London’s Wembley Stadium, 1954

In 1904, three years after the first Nobel Prize for Literature was awarded to the French poet Sully Prudhomme, the English Football Association chose not to participate in the formation of an International Football Federation (FIFA). They could not see the point. Nor in 1930, the year in which Sinclair Lewis won the Nobel, did England participate in the first World Cup: the English objected to the prospect of a ten-day ocean crossing to Uruguay to play teams that meant nothing to them. The first international football game, they pointed out, had been between England and Scotland, in 1872—a time when Alfred Nobel was still focused on improving his dynamite. Who needs Argentina or Brazil when you have Scotland to play?

I am not the first to draw attention to parallel processes of internationalization in sports and literature. As with many analogies, it is the combination of similarity and difference that is illuminating. For all the different styles of play in different countries and continents, football is a game whose rules can be universally applied. North Korea plays Mexico with a Swedish referee and despite one or two contested offside decisions a result is recorded and one team can pass to the next round without too much discussion. But can we feel so certain when the Swedish referee judges poems from those two countries that he will pick the right winner? Or even that there is a “right” winner? Or even a competition? The Mexican did not write his or her poems with the idea of getting a winning decision over the North Korean, or with a Swedish referee in mind. At least we hope not.
┄┄┄┄┄┄┄┄┄┄
Task details: Reproduce the entire passage on football and literature word for word. Work from the passage on football and literature alone.

Extracted data:
┄┄┄┄┄┄┄┄┄┄
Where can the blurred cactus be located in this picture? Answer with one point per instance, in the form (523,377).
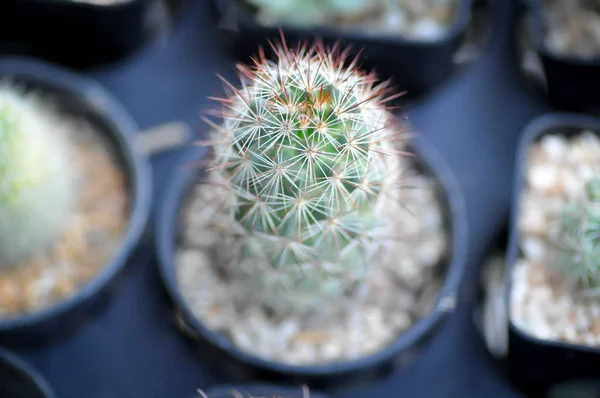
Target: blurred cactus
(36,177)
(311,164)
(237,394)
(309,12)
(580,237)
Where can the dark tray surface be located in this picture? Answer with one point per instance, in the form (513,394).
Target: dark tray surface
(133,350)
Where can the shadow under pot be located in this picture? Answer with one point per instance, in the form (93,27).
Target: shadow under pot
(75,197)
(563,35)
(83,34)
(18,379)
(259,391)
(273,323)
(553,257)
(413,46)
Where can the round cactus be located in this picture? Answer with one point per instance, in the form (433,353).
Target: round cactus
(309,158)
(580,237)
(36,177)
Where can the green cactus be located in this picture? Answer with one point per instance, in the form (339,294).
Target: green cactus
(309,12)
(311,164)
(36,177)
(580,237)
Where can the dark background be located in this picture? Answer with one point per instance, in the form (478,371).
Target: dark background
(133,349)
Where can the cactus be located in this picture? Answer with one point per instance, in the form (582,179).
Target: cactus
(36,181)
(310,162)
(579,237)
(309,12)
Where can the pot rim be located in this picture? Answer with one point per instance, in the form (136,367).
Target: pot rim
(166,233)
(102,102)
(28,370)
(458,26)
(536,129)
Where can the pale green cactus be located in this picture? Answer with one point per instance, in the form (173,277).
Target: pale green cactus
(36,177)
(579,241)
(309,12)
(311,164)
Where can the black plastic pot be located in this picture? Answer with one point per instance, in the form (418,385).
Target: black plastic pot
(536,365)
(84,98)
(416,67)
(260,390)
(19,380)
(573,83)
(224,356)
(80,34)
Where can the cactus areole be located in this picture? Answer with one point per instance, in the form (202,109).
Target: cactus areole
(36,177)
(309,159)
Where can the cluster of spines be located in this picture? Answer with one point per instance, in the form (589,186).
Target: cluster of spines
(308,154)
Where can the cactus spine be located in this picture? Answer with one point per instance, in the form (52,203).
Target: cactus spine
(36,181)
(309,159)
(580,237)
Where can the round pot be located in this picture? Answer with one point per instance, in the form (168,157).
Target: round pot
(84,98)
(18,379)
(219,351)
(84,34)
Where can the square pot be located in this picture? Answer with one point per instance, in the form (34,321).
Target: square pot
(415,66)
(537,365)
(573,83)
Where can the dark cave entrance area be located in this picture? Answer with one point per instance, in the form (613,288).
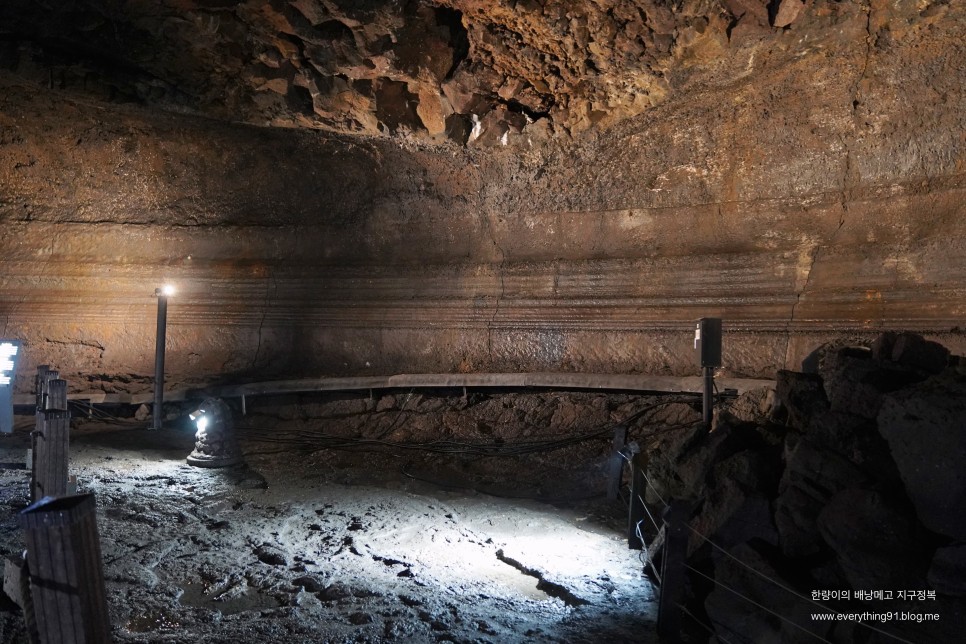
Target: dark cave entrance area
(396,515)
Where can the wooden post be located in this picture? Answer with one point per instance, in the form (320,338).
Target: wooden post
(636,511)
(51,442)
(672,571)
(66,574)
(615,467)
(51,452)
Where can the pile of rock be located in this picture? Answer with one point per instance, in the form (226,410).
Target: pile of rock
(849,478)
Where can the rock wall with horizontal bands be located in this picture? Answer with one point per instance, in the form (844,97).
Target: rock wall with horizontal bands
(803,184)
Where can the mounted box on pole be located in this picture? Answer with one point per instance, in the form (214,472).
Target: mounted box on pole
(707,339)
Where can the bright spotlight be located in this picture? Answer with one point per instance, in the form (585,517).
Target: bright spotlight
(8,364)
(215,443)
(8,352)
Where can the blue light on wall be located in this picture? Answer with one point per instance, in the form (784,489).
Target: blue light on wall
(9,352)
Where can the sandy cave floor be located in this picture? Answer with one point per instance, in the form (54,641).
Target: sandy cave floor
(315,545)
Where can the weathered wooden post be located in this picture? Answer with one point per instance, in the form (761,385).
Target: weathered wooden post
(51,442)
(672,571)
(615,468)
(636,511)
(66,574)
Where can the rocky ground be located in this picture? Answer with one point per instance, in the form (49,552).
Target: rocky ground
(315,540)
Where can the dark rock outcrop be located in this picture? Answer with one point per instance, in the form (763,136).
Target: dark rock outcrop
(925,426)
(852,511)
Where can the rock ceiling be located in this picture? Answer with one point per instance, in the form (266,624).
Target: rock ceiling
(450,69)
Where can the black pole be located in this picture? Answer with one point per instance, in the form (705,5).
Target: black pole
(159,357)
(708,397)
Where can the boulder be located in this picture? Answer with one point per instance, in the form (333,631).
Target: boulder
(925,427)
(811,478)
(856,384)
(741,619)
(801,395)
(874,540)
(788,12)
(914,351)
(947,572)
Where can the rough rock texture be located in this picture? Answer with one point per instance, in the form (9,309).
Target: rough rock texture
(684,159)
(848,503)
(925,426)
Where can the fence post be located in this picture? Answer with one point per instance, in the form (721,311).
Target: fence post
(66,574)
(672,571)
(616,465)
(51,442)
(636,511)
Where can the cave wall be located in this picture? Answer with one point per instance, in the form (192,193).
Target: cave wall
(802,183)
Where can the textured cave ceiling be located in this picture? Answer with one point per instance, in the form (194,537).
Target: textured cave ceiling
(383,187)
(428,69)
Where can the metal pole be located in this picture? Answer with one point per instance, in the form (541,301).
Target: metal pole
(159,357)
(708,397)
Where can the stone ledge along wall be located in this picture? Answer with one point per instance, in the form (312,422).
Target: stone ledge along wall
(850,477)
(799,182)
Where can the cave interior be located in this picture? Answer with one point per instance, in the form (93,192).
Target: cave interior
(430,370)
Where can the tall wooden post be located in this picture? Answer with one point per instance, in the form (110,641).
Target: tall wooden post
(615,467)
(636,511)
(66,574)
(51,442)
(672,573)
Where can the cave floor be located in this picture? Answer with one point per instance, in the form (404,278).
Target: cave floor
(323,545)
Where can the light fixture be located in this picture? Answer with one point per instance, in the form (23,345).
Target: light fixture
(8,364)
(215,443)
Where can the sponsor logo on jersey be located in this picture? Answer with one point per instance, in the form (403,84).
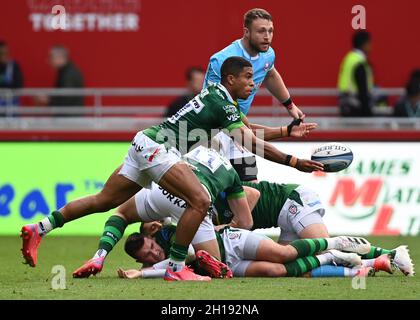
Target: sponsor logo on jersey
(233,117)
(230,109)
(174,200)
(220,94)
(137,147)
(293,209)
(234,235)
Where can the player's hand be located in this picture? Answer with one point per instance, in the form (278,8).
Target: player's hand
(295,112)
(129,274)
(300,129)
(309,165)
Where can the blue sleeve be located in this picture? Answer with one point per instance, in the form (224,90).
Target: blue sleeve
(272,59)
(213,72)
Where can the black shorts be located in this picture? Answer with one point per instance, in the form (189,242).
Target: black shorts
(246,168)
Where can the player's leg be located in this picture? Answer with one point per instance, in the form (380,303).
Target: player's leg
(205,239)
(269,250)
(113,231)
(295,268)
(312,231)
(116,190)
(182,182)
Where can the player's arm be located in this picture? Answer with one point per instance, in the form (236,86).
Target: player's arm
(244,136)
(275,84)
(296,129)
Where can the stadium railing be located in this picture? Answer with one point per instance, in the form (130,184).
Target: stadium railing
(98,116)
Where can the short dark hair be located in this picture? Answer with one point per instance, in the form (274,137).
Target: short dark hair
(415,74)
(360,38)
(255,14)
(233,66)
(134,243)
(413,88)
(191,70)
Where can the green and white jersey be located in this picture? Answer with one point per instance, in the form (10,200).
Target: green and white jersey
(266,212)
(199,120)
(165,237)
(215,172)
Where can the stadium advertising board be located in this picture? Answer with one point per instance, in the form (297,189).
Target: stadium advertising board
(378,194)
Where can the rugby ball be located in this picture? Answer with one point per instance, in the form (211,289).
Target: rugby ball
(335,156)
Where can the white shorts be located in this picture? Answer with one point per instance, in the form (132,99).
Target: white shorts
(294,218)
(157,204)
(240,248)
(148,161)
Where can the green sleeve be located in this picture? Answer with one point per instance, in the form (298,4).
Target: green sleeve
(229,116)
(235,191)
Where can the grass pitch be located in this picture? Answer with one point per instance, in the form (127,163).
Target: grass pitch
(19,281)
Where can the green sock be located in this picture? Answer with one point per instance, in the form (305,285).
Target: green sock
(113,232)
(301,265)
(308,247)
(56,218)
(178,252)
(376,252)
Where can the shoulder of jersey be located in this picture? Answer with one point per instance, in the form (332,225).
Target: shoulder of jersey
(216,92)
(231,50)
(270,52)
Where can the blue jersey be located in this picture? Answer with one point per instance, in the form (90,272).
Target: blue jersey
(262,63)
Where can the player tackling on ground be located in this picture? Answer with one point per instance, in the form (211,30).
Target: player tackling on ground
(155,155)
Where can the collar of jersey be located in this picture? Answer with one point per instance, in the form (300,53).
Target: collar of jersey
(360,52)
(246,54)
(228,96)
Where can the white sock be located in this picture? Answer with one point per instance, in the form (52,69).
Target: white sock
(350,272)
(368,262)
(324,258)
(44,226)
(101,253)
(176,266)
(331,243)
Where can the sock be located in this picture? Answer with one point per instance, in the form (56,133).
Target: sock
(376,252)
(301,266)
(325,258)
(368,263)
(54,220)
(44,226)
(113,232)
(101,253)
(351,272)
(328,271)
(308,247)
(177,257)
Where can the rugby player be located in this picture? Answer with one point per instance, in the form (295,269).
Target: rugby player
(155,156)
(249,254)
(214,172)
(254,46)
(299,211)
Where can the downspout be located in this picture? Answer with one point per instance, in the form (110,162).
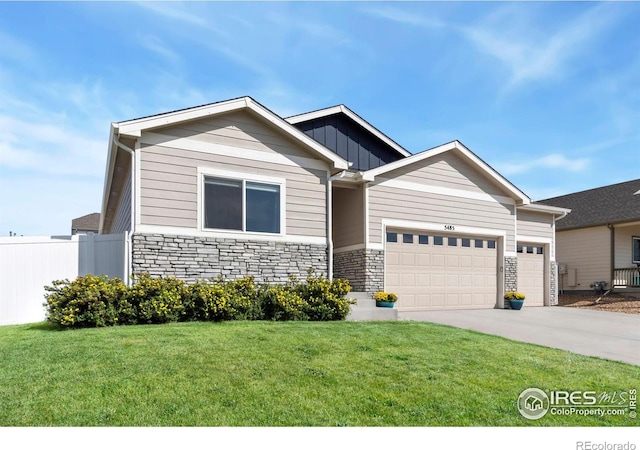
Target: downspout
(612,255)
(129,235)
┄┄┄┄┄┄┄┄┄┄
Task response:
London’s Wembley Stadium, 1954

In 1904, three years after the first Nobel Prize for Literature was awarded to the French poet Sully Prudhomme, the English Football Association chose not to participate in the formation of an International Football Federation (FIFA). They could not see the point. Nor in 1930, the year in which Sinclair Lewis won the Nobel, did England participate in the first World Cup: the English objected to the prospect of a ten-day ocean crossing to Uruguay to play teams that meant nothing to them. The first international football game, they pointed out, had been between England and Scotland, in 1872—a time when Alfred Nobel was still focused on improving his dynamite. Who needs Argentina or Brazil when you have Scotland to play?

I am not the first to draw attention to parallel processes of internationalization in sports and literature. As with many analogies, it is the combination of similarity and difference that is illuminating. For all the different styles of play in different countries and continents, football is a game whose rules can be universally applied. North Korea plays Mexico with a Swedish referee and despite one or two contested offside decisions a result is recorded and one team can pass to the next round without too much discussion. But can we feel so certain when the Swedish referee judges poems from those two countries that he will pick the right winner? Or even that there is a “right” winner? Or even a competition? The Mexican did not write his or her poems with the idea of getting a winning decision over the North Korean, or with a Swedish referee in mind. At least we hope not.